§ Written instruction: Identify every line in the records that contains the word "small" and copy each of those lines. Matching is case-sensitive.

§ Data items:

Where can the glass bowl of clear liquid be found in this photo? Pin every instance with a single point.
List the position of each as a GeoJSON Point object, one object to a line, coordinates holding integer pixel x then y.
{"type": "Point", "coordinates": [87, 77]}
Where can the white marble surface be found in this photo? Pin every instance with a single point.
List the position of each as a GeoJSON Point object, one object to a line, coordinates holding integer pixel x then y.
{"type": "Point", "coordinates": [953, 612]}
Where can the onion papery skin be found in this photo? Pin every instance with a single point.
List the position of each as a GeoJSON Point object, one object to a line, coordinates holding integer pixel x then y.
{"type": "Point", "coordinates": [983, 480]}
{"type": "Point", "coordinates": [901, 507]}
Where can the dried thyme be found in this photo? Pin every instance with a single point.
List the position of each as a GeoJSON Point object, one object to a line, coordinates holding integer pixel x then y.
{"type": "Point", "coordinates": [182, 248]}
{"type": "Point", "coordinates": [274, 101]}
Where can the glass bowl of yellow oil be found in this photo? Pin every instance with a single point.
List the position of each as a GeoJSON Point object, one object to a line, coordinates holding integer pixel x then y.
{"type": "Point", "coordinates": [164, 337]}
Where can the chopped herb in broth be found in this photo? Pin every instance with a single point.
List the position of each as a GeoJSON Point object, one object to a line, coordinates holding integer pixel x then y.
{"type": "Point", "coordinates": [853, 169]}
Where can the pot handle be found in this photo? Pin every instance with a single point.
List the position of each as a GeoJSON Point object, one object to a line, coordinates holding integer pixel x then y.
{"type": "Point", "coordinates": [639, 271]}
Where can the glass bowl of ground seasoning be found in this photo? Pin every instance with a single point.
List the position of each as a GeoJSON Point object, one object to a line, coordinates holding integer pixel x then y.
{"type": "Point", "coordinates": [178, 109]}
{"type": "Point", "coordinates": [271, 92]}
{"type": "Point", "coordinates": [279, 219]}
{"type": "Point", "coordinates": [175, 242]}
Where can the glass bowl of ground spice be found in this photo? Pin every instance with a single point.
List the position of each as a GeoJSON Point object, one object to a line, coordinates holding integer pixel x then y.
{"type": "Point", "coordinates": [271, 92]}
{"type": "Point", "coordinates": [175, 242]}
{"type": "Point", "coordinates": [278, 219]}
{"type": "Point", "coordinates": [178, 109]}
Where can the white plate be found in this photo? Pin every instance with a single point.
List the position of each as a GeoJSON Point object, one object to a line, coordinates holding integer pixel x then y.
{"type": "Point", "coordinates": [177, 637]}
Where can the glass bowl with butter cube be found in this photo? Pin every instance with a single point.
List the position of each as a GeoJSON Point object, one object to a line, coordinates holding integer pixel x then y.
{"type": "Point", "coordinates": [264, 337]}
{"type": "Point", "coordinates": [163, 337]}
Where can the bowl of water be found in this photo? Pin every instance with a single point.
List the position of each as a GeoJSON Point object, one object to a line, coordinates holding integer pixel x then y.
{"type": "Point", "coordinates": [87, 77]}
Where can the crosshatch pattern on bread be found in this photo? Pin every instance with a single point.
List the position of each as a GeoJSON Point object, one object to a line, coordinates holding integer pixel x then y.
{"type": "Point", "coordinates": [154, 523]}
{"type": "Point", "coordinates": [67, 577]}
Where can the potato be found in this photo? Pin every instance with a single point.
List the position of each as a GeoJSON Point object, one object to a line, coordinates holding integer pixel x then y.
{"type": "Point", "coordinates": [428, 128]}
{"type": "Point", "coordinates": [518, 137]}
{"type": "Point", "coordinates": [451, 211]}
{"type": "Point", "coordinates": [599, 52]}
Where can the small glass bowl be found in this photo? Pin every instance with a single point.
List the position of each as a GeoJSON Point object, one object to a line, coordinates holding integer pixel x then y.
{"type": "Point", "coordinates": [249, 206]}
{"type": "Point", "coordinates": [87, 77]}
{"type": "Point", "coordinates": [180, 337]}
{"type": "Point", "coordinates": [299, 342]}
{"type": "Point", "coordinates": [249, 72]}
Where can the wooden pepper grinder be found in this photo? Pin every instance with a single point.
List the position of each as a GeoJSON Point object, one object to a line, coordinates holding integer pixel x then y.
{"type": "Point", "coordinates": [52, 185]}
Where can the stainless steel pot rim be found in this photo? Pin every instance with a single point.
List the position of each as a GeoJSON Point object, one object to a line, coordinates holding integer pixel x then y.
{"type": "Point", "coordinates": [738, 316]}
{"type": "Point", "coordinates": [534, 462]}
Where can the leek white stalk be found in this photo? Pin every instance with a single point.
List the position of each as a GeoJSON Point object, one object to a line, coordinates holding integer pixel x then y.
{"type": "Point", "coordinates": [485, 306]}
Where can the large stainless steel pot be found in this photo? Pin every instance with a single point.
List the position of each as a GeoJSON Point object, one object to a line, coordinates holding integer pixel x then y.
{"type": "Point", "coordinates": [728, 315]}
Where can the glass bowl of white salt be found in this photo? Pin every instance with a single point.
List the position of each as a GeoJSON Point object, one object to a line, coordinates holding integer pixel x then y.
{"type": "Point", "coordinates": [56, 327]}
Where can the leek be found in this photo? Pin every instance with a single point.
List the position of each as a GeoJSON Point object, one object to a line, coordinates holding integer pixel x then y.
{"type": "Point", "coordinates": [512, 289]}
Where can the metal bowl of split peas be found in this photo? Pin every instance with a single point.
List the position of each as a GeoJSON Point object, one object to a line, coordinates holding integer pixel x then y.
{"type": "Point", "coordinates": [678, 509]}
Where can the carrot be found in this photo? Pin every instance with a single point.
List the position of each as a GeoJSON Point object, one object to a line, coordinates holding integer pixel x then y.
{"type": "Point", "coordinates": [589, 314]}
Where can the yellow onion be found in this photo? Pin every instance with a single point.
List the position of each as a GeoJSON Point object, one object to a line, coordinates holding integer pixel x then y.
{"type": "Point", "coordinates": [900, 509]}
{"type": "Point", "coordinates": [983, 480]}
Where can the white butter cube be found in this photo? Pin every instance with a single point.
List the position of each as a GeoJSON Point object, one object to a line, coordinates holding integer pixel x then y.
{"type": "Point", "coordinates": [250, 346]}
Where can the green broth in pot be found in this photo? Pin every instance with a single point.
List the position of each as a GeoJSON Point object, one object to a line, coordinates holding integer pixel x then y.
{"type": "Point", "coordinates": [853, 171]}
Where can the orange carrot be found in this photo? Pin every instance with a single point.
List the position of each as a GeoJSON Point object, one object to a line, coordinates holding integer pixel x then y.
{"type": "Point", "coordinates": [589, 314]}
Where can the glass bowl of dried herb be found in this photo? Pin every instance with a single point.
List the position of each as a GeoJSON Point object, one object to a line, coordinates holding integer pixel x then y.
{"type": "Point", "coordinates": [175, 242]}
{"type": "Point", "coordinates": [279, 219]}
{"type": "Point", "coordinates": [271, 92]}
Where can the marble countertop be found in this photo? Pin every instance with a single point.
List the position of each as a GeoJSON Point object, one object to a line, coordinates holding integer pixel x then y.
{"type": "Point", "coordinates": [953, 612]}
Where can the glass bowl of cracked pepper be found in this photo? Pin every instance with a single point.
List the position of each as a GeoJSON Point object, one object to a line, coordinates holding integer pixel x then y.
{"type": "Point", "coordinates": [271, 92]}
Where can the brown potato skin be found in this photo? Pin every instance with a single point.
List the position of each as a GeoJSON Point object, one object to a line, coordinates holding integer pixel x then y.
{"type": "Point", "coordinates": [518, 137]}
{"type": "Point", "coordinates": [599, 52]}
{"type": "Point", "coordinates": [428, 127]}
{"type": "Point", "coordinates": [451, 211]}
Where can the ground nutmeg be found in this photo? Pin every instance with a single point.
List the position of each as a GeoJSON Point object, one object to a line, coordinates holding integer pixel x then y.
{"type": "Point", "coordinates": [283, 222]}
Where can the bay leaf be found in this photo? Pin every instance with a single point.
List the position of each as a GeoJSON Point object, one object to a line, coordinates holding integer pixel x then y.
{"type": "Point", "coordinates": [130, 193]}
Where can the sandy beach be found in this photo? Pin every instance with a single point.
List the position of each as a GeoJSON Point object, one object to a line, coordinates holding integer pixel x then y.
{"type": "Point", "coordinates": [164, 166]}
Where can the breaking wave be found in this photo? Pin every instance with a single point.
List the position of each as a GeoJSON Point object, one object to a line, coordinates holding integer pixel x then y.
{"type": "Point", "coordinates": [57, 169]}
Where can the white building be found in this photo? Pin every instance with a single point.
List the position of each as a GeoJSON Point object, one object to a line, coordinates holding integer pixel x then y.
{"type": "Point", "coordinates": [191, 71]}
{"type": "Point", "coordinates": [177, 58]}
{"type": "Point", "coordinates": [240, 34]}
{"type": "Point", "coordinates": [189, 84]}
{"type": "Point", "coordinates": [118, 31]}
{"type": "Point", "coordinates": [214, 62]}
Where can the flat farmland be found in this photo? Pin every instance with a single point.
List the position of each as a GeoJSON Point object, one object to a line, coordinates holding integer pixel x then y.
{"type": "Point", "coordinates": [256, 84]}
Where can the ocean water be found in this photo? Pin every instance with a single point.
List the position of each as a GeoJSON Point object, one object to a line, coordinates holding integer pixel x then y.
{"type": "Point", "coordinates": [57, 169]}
==
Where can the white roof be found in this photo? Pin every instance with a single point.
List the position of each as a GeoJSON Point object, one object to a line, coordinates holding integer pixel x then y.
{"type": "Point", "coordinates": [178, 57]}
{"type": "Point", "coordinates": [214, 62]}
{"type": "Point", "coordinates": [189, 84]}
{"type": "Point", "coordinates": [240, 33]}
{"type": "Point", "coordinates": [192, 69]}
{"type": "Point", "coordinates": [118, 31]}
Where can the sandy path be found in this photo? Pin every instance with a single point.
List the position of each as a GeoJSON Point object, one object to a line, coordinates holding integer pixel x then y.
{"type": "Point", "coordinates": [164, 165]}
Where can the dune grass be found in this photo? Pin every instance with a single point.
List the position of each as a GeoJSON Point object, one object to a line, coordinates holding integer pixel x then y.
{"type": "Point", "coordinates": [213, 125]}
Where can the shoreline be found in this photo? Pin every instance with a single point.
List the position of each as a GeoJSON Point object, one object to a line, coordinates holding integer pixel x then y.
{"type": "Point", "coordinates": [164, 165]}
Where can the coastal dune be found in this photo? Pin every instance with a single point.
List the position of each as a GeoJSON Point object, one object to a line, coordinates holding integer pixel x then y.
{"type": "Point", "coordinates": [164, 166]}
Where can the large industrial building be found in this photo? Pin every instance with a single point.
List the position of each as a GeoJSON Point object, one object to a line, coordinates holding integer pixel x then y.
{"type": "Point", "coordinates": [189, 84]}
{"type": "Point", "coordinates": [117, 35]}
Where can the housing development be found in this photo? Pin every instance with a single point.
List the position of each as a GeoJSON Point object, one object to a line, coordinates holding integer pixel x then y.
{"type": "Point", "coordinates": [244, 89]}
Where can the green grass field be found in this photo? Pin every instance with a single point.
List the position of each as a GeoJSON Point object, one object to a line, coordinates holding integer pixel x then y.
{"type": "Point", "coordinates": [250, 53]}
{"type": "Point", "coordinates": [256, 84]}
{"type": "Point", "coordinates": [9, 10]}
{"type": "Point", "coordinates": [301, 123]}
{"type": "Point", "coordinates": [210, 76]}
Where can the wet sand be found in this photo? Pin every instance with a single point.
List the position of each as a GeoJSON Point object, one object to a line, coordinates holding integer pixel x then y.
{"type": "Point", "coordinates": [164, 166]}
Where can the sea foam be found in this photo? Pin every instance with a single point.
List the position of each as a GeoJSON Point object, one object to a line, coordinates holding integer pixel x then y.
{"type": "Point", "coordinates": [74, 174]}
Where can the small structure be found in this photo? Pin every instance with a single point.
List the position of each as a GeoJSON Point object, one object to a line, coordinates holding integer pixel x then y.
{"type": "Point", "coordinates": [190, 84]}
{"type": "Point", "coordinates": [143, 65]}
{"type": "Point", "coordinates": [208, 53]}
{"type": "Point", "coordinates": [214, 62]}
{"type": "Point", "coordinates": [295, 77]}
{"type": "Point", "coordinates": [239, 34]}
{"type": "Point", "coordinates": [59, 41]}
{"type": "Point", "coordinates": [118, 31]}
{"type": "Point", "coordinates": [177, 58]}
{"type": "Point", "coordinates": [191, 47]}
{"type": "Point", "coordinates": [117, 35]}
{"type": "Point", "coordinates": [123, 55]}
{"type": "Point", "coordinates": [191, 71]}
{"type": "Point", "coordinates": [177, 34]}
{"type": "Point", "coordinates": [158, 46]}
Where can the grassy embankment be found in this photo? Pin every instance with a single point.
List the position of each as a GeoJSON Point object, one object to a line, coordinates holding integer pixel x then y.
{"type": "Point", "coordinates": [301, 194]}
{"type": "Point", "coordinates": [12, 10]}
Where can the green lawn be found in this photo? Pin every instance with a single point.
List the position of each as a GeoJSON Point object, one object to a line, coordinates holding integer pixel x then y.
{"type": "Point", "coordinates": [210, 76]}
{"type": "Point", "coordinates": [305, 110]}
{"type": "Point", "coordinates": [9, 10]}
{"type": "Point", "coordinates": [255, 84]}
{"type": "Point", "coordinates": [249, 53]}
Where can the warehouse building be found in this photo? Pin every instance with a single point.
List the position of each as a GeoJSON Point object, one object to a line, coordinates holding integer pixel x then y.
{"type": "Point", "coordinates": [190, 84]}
...
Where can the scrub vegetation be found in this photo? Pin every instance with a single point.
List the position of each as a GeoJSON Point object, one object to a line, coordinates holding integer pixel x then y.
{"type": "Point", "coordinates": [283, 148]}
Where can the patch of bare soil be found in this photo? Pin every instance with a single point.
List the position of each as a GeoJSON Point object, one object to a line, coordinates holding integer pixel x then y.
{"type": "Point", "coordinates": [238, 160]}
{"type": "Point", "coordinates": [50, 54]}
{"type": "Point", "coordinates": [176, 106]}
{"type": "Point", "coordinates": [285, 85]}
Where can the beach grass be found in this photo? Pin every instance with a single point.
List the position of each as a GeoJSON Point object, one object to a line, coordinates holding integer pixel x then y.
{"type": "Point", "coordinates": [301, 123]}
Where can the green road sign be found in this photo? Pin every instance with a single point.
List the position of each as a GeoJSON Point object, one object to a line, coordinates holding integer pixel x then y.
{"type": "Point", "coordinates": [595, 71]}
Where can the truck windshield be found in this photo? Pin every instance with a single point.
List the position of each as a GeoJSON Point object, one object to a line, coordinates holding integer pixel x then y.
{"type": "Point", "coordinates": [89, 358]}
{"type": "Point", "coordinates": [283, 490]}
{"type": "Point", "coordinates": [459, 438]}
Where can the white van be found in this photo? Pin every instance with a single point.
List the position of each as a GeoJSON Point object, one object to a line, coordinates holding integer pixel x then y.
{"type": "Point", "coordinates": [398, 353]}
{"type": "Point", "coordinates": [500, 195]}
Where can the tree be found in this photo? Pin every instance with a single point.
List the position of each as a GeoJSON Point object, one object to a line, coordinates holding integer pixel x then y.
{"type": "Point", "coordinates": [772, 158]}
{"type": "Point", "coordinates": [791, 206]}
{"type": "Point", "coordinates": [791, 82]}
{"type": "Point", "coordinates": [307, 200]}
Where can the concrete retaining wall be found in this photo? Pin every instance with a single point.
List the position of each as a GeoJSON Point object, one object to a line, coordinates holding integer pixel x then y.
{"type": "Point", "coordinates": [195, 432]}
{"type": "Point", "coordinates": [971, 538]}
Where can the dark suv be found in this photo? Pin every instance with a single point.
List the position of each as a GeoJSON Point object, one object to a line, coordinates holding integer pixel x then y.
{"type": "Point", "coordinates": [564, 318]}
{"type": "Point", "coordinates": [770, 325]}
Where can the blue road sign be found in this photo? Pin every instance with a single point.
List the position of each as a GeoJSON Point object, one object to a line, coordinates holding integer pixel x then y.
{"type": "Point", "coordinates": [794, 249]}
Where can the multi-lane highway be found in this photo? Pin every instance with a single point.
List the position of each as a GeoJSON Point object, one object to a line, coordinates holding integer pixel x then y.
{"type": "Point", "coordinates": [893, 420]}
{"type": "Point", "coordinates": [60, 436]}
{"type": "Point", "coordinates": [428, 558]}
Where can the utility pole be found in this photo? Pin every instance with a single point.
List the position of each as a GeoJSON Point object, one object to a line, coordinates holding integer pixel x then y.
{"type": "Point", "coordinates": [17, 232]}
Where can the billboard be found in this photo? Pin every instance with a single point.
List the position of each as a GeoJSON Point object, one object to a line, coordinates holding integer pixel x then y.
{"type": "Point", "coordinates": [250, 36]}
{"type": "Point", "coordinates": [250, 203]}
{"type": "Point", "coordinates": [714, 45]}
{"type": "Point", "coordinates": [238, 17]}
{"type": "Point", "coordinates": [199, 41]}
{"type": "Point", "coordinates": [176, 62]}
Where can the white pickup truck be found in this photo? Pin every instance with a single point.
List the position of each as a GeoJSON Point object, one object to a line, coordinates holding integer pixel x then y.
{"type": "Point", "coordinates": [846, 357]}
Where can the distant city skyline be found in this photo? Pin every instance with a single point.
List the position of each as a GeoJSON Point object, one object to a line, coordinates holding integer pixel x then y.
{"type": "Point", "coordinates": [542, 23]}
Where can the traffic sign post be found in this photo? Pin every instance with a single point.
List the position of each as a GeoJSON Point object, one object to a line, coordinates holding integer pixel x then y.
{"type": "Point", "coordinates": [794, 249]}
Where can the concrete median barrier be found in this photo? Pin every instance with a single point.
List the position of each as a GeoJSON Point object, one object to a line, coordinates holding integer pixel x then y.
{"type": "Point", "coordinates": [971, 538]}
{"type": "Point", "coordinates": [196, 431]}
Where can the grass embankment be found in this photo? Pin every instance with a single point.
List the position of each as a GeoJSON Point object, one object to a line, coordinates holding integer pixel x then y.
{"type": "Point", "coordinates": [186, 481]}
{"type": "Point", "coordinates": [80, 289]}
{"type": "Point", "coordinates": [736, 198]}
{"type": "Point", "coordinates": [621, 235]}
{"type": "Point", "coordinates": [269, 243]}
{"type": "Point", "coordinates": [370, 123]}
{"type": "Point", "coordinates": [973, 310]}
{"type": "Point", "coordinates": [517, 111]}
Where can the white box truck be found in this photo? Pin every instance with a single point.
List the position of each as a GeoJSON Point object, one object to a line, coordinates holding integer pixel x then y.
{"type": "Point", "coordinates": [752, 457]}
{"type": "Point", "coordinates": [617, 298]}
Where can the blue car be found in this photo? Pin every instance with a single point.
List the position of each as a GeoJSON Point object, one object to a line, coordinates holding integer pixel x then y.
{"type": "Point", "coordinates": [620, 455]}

§ Solution to the problem:
Where can the small glass bowl be found in this photo? Pin every instance with a single point.
Where can the small structure be found in this photo? Pin every instance with a single point.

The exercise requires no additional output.